### Direction
Quote the listing below verbatim, leaving out the pictures.

[Box annotations for photos]
━━━━━━━━━━

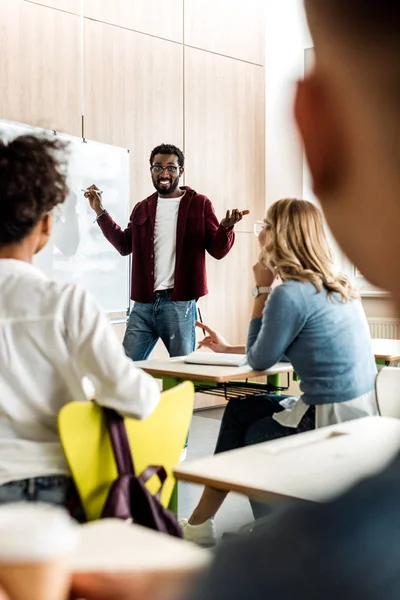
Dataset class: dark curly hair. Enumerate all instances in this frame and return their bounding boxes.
[0,135,68,246]
[150,144,185,167]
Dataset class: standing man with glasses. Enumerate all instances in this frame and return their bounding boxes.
[85,144,248,361]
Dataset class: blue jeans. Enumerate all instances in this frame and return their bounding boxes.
[215,394,315,454]
[0,475,86,523]
[123,290,197,361]
[0,475,73,506]
[215,394,315,519]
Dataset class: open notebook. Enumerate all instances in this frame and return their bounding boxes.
[184,352,247,367]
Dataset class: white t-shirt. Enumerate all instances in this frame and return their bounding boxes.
[0,259,160,485]
[154,196,182,291]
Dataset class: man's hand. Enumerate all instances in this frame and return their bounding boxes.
[85,184,104,216]
[196,321,230,353]
[221,208,250,229]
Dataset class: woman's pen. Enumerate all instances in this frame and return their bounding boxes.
[81,188,103,194]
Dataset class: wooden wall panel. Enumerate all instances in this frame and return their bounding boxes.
[198,233,259,344]
[185,48,265,231]
[0,0,81,135]
[26,0,81,15]
[83,0,184,44]
[184,0,266,65]
[85,20,183,205]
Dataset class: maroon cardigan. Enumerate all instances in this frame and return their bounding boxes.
[97,186,235,302]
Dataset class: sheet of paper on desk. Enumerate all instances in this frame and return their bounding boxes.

━━━━━━━━━━

### Solution to this exercise
Dataset class: dark curly hair. Enumerate all instances in this frame and return their bounding boxes.
[0,135,68,246]
[150,144,185,167]
Dataset class: standing man with glasses. Enumerate all instances in this frame and return their bounding boxes.
[85,144,248,361]
Dataset class: blue jeans. Enumerate all instances in this frame and return their bounding boxes.
[215,394,315,454]
[0,475,86,523]
[123,290,197,361]
[0,475,73,506]
[215,394,315,519]
Dataset class: open notebook. Enumerate all instances in this frame and return their bounding boxes.
[184,352,247,367]
Dataset class: white t-shirt. Enumerate all instances in this frame and return their bounding boxes.
[0,259,160,485]
[154,196,182,291]
Dataset class: man's hand. Enumerate all instances in this frame and return their bounding boxes.
[85,184,104,216]
[196,321,230,353]
[221,208,250,229]
Dataset class: woman's pen. Enumerate all instances in this frame and return their bounding boxes.
[81,188,103,194]
Dataset class: wooden wall panel. Enumerate all instances in this frame and return their bounding boxes.
[198,233,259,344]
[185,48,265,231]
[0,0,81,135]
[26,0,81,15]
[83,0,184,44]
[184,0,266,65]
[85,20,183,205]
Dataset class: maroon cardigan. Enumerate all instances in this frame and return their bounding boxes.
[97,186,235,302]
Dataset class: sheet of paper on desk. Enumerate all instances in this frame and return their bounding boxes.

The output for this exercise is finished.